— Yang Harus Dikerjakan —
Kutip kata demi kata bagian teks tentang penawaran di bawah, mulai dari "Dengan demikian dapatlah" sampai "membuat diagram penawaran.".

— Teks yang Diambil —
Di samping itu, ongkos produksi juga merupakan faktor penting dalam menentukan penawaran suatu produk. Ongkos produksi pada gilirannya ditentukan oleh harga dari faktor in put. Perubahan dalam harga-harga faktor input umumnya dikarenakan adanya perubahan dalam laju pajak dan subsidi. Sekalipun diasumsikan bahwa tidak terjadi perubahan dalam kebijakan fiskal pemerintah berkaitan dengan perpajakan atau subsidi, masih ada faktor lain yang sangat berperan dalam menentukan kedudukan penawaran dalam perekonomian konvensional. Kemajuan teknologi berperan sangat penting dalam mengurangi ongkos produksi karena perubahan dalam teknologi yang lebih maju memungkinkan dipakainya cara-cara produksi yang jauh lebih efisien dan tentu saja lebih murah dari pada sebelumnya.
Dengan demikian dapatlah diringkaskan bahwa aspek penawaran (Qs) dalam ekonomi konvensional ditentukan oleh beberapa variabel antara lain harga (P), ongkos produksi (C ), teknologi (T) dan faktor input (Pf), ceteris paribus. Secara matematis dapat diungkapkan dalam sebuah fungsi umum Qs = f (P, C, T, Pf). Sekalipun banyak faktor yang mempengaruhi tingkatan penawaran, dalam analisis ilmu ekonomi hanya menggunakan harga sebagai ukuran utama dalam membuat diagram penawaran.

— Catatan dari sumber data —
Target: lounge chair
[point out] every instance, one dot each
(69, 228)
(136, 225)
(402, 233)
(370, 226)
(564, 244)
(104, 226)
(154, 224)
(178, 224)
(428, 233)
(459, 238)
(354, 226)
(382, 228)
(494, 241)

— Jawaban —
Dengan demikian dapatlah diringkaskan bahwa aspek penawaran (Qs) dalam ekonomi konvensional ditentukan oleh beberapa variabel antara lain harga (P), ongkos produksi (C ), teknologi (T) dan faktor input (Pf), ceteris paribus. Secara matematis dapat diungkapkan dalam sebuah fungsi umum Qs = f (P, C, T, Pf). Sekalipun banyak faktor yang mempengaruhi tingkatan penawaran, dalam analisis ilmu ekonomi hanya menggunakan harga sebagai ukuran utama dalam membuat diagram penawaran.